Black Holes Ahoy!

Monday 30 May 2016

The recent Federal and State Budgets show that the ‘blame game’ is the main game in health again.

The botched attempt by the Turnbull Government to get the States to raise income taxes, and the Federal budget failure to address longer term funding, means that health is a key battleground in this Federal election.

This Budget 2016: Winners and Losers infographic from the ABC shows health as a “loser” in this year’s budget, with the freeze on indexation of Medicare rebates to be extended for two more years, saving $925 million and $1.2 billion to be clawed back from aged care by changing the criteria for how funds are distributed to aged care providers.

The deadlock over the Commonwealth’s 2014 plan to cut $50 billion from hospital funding over eight years remains, the States get an extra $2.9 billion for public hospitals between 2017 and 2020 which places significant pressure on the WA health budget. The situation gets worse after 2020.

The Barnett Government’s financial position is no secret. Slowing inflation and a State economy which is predicted to shrink over the next couple of years, means we are seeing the largest deficits in the State’s history, with State debt calculated to reach at least $40 billion.

[Study material]:

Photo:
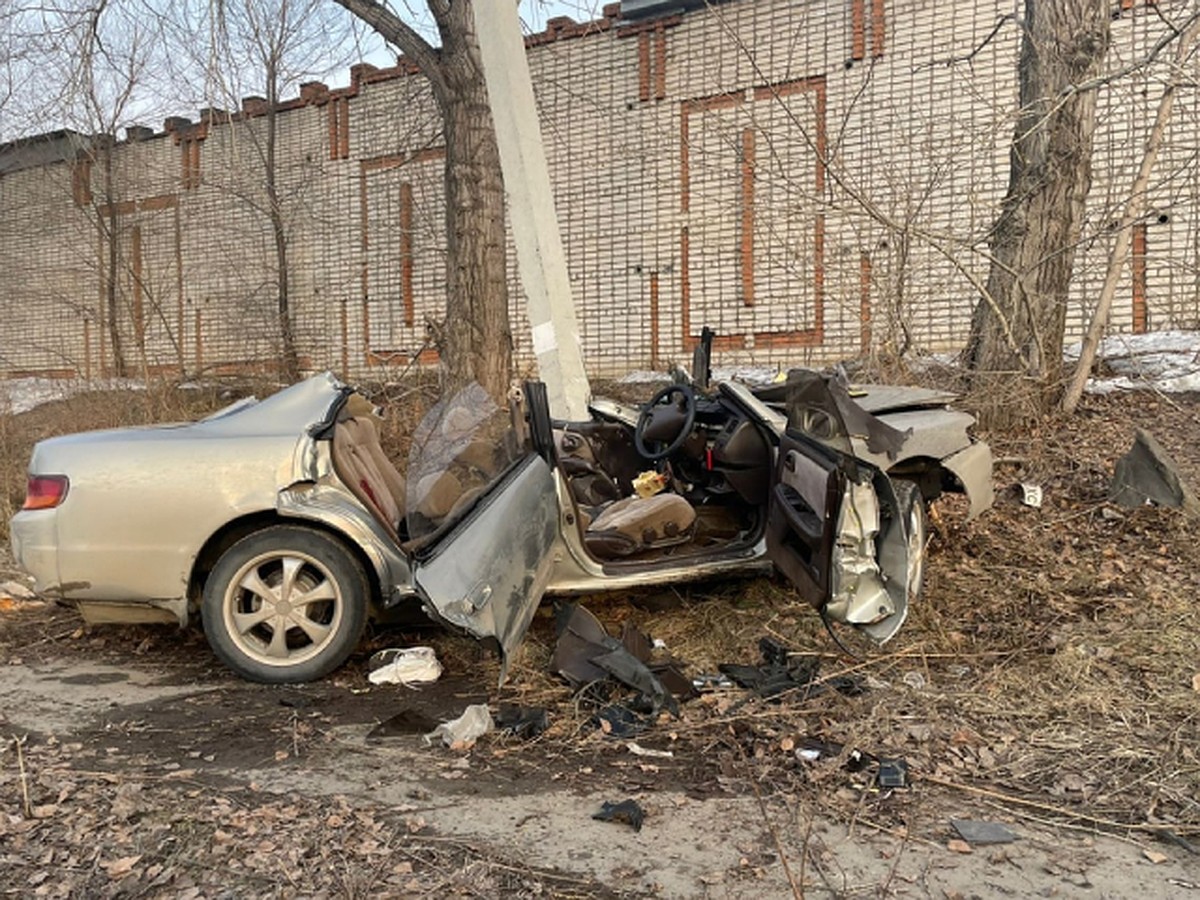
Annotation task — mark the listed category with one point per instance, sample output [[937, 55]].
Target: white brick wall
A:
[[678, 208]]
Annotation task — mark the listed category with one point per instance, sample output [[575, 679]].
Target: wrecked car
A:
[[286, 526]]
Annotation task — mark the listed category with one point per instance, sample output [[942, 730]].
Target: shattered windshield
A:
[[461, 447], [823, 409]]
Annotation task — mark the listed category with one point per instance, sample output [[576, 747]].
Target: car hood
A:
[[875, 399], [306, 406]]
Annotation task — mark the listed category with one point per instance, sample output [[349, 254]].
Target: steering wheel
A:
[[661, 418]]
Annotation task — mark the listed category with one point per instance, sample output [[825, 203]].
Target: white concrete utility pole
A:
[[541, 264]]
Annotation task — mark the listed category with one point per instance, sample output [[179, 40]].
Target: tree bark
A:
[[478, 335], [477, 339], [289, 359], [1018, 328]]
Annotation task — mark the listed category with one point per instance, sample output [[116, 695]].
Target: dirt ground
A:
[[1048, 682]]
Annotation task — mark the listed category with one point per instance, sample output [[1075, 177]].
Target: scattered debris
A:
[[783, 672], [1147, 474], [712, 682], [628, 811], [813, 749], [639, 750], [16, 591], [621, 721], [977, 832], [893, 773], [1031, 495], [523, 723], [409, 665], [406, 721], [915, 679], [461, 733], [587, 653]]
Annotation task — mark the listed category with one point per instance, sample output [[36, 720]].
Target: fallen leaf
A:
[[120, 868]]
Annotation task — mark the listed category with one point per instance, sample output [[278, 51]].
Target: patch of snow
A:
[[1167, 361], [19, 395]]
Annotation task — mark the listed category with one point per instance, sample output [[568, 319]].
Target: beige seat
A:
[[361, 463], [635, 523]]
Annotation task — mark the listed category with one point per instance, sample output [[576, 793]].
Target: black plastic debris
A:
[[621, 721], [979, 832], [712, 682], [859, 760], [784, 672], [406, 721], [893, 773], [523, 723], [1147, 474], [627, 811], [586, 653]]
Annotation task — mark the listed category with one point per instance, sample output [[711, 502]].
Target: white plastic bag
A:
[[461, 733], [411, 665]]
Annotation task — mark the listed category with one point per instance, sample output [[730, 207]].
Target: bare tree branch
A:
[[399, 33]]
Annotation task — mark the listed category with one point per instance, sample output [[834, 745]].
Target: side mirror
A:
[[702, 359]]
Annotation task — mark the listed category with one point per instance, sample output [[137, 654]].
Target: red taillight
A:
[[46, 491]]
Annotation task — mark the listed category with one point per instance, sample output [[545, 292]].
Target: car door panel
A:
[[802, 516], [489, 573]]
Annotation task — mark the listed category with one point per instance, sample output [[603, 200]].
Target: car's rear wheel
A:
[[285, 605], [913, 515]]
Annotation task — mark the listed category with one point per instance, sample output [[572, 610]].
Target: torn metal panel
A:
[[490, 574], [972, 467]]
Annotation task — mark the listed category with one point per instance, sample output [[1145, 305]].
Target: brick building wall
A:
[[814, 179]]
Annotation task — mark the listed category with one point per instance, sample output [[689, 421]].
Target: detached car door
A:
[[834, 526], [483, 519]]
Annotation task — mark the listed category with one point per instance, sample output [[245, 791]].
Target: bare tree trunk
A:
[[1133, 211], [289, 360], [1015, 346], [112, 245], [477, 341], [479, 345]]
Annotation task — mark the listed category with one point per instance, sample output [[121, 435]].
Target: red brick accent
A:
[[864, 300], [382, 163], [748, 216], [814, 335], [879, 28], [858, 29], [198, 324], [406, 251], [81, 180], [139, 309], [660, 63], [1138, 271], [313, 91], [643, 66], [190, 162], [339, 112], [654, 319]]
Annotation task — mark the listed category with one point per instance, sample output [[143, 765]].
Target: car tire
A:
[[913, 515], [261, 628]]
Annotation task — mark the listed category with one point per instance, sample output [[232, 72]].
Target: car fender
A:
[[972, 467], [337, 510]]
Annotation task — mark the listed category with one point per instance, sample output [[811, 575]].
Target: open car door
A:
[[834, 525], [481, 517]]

--

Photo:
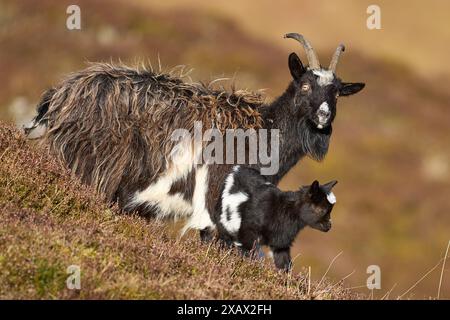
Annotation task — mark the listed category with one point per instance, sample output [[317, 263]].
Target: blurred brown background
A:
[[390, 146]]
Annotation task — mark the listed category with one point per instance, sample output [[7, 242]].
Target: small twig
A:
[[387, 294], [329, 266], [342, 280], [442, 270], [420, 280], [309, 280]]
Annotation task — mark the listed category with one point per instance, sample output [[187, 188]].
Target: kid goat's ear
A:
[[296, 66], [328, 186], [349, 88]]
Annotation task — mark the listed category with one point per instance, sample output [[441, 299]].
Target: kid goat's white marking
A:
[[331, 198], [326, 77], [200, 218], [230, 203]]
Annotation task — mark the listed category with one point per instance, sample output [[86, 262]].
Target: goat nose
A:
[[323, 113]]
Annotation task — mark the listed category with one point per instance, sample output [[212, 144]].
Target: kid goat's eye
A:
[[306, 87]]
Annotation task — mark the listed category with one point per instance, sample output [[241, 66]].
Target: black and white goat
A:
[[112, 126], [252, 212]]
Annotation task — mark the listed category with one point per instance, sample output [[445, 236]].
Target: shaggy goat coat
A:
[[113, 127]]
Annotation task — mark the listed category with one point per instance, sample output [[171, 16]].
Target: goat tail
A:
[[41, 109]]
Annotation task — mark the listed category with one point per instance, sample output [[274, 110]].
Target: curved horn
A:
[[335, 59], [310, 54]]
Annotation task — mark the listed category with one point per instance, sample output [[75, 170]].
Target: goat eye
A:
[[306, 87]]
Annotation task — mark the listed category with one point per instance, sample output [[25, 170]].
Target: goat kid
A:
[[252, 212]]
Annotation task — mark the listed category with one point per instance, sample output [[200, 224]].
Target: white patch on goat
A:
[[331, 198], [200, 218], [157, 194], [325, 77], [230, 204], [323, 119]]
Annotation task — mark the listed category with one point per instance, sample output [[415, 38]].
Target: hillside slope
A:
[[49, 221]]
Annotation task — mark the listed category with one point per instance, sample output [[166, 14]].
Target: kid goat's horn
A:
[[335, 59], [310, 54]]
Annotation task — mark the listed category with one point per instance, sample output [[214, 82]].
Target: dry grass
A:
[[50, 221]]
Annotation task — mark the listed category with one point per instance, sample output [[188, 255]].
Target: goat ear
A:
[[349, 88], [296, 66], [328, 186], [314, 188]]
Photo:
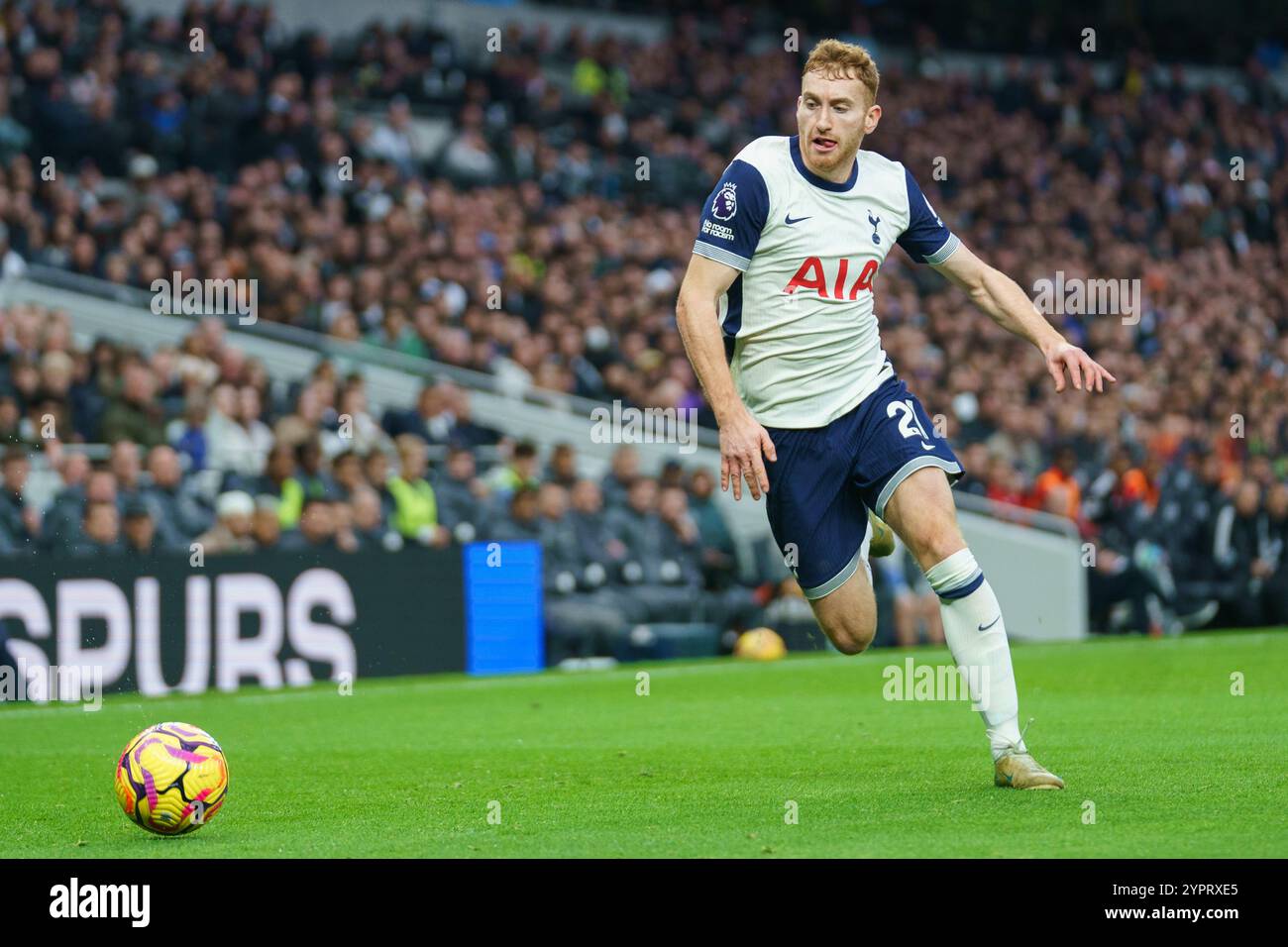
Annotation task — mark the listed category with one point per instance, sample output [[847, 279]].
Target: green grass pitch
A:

* * *

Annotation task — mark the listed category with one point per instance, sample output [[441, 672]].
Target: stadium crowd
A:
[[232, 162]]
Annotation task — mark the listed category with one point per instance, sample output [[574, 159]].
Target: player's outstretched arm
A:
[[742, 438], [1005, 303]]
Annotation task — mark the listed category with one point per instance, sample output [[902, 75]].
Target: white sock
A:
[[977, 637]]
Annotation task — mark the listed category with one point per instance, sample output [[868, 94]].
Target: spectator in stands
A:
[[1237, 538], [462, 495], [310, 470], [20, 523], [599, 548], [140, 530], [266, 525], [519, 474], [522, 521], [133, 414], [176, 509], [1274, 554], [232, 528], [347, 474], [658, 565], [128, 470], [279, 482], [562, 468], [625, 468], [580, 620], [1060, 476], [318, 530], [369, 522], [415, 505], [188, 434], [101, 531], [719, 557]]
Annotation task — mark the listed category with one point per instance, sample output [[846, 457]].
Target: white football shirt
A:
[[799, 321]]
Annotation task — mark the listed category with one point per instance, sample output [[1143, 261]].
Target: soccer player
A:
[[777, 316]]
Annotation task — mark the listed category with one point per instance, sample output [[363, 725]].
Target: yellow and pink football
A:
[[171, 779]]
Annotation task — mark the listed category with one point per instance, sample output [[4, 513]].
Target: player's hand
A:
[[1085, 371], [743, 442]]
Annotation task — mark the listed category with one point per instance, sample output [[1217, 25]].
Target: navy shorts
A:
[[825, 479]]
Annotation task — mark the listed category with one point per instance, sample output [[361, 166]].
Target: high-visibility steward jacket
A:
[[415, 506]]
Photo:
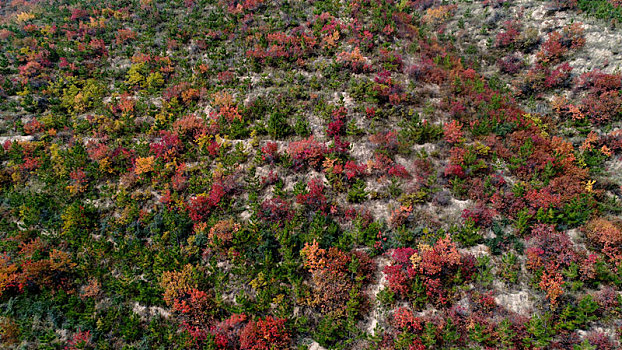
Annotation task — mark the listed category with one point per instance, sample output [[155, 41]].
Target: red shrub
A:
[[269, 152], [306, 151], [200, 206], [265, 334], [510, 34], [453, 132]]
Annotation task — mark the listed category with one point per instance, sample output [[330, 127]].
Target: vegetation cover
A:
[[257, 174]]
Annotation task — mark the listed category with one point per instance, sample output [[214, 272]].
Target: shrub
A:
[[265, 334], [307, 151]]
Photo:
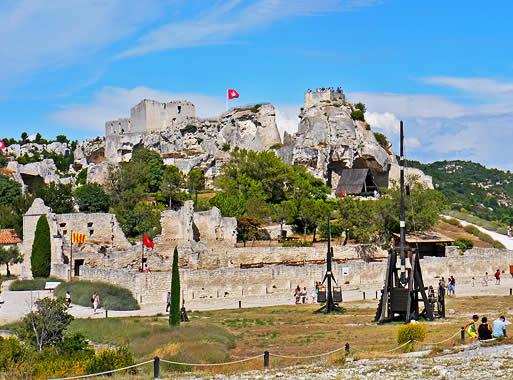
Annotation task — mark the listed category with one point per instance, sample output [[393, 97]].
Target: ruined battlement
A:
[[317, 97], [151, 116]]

[Exercise instructions]:
1. From the health budget article, return the passage starting at "This Budget 2016: Winners" and ending at "worse after 2020.".
2. According to the health budget article, how much will extending the freeze on indexation of Medicare rebates save?
3. Write what comes next in the health budget article, picking up after its last sentence.

[Results for the exercise]:
1.
This Budget 2016: Winners and Losers infographic from the ABC shows health as a “loser” in this year’s budget, with the freeze on indexation of Medicare rebates to be extended for two more years, saving $925 million and $1.2 billion to be clawed back from aged care by changing the criteria for how funds are distributed to aged care providers.

The deadlock over the Commonwealth’s 2014 plan to cut $50 billion from hospital funding over eight years remains, the States get an extra $2.9 billion for public hospitals between 2017 and 2020 which places significant pressure on the WA health budget. The situation gets worse after 2020.

2. $925 million.

3.
Deficits are the order of the day in Health, about $176 million this financial year, which may carry over to next year, but that depends on who you ask and whether the answer is remotely comprehensible. It is likely that it means the claimed budget increase is probably reduced by about half.

Of greater interest is whether or not the State Government are maintaining the link between health spending and the Activity Based Funding model which is based on the (now falling) ‘national efficient price.’ It does look like the government have given up on trying to fit our system into a pricing model that is Eastern States friendly. How this is reflected in our health services day-to-day is yet to be seen.

We know about 1,700 FTE (more jobs) have been cut across Health between March last year and March this year, with more to come by June 30. Given the continuing budget pressures there will be ongoing pressure to keep a lid on staff numbers. On top of this, the government aim to save $150 million over three years from ‘backroom’ operations....Treasury types are loose in the Health buildings now.

Health is now a bit over 30% of the State Budget, up from about 25% ten or so years ago. Part of the State health budget problem can be put down to over reach on their building programme, and poor planning about expected population growth and the mining sector.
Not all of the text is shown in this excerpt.